**PROBLEM REQUIREMENTS**
Return each of the following lines unchanged.

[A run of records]
━━━━━━

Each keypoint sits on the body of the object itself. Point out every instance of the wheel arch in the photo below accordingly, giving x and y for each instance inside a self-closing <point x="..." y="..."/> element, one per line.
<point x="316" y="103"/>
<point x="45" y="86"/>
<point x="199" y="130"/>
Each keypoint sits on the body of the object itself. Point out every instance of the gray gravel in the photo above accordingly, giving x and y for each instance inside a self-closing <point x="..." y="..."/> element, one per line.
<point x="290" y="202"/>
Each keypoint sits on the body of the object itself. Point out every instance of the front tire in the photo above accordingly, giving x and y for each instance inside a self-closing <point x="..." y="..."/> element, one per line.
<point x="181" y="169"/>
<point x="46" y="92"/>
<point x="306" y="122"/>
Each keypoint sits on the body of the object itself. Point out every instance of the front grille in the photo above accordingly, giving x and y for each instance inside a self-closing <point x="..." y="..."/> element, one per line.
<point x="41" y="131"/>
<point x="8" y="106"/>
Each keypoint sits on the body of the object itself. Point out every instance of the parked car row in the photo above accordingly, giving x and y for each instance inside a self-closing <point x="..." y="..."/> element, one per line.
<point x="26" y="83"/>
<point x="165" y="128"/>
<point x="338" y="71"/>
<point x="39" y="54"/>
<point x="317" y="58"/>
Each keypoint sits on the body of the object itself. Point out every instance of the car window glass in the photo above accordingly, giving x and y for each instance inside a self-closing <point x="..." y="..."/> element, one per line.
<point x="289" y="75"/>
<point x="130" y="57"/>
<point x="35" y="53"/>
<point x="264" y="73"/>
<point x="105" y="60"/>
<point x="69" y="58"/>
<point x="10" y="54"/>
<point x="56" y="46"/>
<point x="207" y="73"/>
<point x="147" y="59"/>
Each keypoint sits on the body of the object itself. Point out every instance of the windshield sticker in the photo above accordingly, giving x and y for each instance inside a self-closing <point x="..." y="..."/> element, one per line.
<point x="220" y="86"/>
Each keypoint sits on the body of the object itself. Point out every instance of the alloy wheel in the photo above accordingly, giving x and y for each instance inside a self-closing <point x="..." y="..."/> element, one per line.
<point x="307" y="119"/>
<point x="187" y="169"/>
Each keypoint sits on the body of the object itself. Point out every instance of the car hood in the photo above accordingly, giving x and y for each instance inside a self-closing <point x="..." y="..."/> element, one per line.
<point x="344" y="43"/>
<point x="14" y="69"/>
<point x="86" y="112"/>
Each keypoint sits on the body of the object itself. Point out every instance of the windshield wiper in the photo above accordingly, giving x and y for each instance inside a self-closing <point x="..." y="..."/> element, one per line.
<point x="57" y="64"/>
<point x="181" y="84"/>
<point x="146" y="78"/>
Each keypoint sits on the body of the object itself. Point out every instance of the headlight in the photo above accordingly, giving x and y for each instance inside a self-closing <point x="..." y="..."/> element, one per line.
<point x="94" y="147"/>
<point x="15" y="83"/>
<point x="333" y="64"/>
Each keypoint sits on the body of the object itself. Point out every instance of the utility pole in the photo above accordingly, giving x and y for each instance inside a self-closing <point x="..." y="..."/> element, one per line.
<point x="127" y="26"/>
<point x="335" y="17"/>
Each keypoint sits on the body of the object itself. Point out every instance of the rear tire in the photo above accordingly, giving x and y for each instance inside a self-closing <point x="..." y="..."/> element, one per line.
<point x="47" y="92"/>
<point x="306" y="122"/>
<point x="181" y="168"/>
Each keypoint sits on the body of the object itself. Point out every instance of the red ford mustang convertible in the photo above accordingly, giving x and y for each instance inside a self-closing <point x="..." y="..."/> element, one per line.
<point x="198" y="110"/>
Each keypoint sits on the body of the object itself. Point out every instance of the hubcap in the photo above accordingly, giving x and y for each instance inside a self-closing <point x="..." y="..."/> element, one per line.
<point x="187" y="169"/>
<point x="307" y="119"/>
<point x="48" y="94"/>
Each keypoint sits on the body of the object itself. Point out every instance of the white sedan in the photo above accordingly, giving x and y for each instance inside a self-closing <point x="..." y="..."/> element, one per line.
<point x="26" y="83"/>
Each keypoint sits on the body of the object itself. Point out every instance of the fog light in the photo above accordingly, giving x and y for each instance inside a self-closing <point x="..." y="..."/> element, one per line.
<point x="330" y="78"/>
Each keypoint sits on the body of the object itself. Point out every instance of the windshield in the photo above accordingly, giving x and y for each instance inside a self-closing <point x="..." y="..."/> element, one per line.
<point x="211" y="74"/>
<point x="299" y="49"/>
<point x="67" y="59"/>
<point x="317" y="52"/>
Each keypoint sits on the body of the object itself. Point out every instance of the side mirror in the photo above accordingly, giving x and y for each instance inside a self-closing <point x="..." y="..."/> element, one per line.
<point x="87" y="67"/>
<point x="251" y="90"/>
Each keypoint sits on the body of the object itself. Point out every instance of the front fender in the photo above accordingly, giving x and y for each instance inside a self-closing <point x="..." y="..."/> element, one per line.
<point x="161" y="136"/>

━━━━━━

**EXERCISE SOLUTION**
Each keypoint sits on the body of the object itself. Point out every instance of the wheel arch in the photo below accordingly, giving x and y for each instance inside a self-closing <point x="..." y="..."/> element, one per line.
<point x="316" y="103"/>
<point x="45" y="86"/>
<point x="199" y="130"/>
Each keypoint sits on the body of the object itself. Point out every instance of the gray gravel in the photo above accordingly, giving x and y for each instance inside a self-closing <point x="..." y="..."/> element, one per line.
<point x="290" y="202"/>
Each keypoint sits on the body of the object itself. Point out every instance of the front tire in the photo above accordingly, giving x and y for each instance inside a self-closing <point x="..." y="..."/> element, one per line.
<point x="181" y="169"/>
<point x="46" y="92"/>
<point x="306" y="122"/>
Each keypoint sits on the body of the object itself. Point out every instance of the front grille in the photo above accordingly, giving x and y for each instance inside a self-closing <point x="..." y="..."/> element, one per line.
<point x="41" y="131"/>
<point x="8" y="106"/>
Each keypoint sits on the body of the object itself. Point out every instance of the parked car row in the photo above accordingly, giving x and y for each instance inside a self-closing <point x="..." y="..."/> element, one per line.
<point x="26" y="83"/>
<point x="165" y="128"/>
<point x="338" y="71"/>
<point x="39" y="54"/>
<point x="317" y="58"/>
Each keypoint sits on the body of the object itself. Point out every instance of the car window glass in the photo above accordingly, giving x and y for each instance inside a self-closing <point x="..." y="..."/> element, one per line.
<point x="289" y="75"/>
<point x="130" y="57"/>
<point x="35" y="53"/>
<point x="264" y="73"/>
<point x="105" y="60"/>
<point x="69" y="58"/>
<point x="10" y="54"/>
<point x="56" y="46"/>
<point x="207" y="73"/>
<point x="147" y="59"/>
Each keypoint sits on the body of the object itself. Point out every instance of the windshield sticker in the photo above accordingly, giving x and y for each instance inside a self-closing <point x="..." y="..."/> element, one per line.
<point x="220" y="86"/>
Each keypoint sits on the body of the object itself. Point out every instance of the alloy wheel in the photo above accordingly, giving x and y for each instance inside a self-closing <point x="..." y="..."/> element, one per line.
<point x="307" y="119"/>
<point x="187" y="169"/>
Each keypoint sits on the body of the object itself. Point out every instance of the car hood in the photo above accordingly, giving x and y for each instance inside a self-closing <point x="..." y="..."/> element, one per line.
<point x="344" y="43"/>
<point x="14" y="69"/>
<point x="86" y="112"/>
Each keypoint sits on the body of the object itself. Point out every instance of the windshield wiper in the photo above accordingly, giving x and y for each instance inside a self-closing <point x="..." y="..."/> element, one per line.
<point x="57" y="64"/>
<point x="181" y="84"/>
<point x="146" y="78"/>
Each keypoint sits on the body of the object itself. Point out every instance of the headlight in the photo above accordingly, giving x and y for each instance inside a self-closing <point x="..." y="..."/> element, one per line.
<point x="94" y="147"/>
<point x="15" y="83"/>
<point x="333" y="64"/>
Each keypoint sits on the body of the object itself. Point out every instance of the utility pole in the photo above accordingly, giving x and y for each instance inside a self-closing <point x="..." y="..."/> element, one per line.
<point x="127" y="26"/>
<point x="335" y="17"/>
Each keypoint sits on the body of the object itself. Point out every instance of the rear tire in the photo above accordingly, giving x and y for each instance inside a self-closing <point x="..." y="..."/> element, one per line.
<point x="47" y="92"/>
<point x="306" y="122"/>
<point x="181" y="168"/>
Each keypoint sits on the body of the object itself. Point out every instance of the red ford mustang convertible in the photo above accordingly, giving x and y for each instance inside a self-closing <point x="..." y="..."/> element, one per line.
<point x="198" y="110"/>
Each keypoint sits on the body of the object itself. Point out every instance of the hubcap in the photo above accordingly, giving x and y for each instance inside a self-closing <point x="..." y="..."/> element, one per line.
<point x="187" y="169"/>
<point x="307" y="119"/>
<point x="48" y="94"/>
Each keypoint sits on the body of the object itself. Point out every instance of the white sedan in the photo above accordingly, giving x and y for each instance inside a self-closing <point x="..." y="..."/> element, one per line.
<point x="26" y="83"/>
Each keypoint sits on the body of the object itself. Point out every instance of the fog light in the photo above accordingly, giving x and y for each instance inside a self-closing <point x="..." y="..."/> element, one per line.
<point x="330" y="78"/>
Each keypoint sits on the body of the object itself. Point out every instance of the windshield in the photo above accordingly, giving x and y for each instance inside a self-closing <point x="..." y="..."/> element, one per line.
<point x="211" y="74"/>
<point x="299" y="49"/>
<point x="67" y="59"/>
<point x="317" y="52"/>
Each keypoint sits on the body of the object itself. Point out every instance of the side mirror in the photo above accordingly, giving x and y for each instance inside a self-closing <point x="..." y="..."/> element, one per line.
<point x="87" y="67"/>
<point x="251" y="90"/>
Each keypoint sits on the body of the object itself. Point out every instance of the front fender in the photo above accordingly, giving x and y for each instance inside a self-closing <point x="..." y="..."/> element, one per line.
<point x="161" y="136"/>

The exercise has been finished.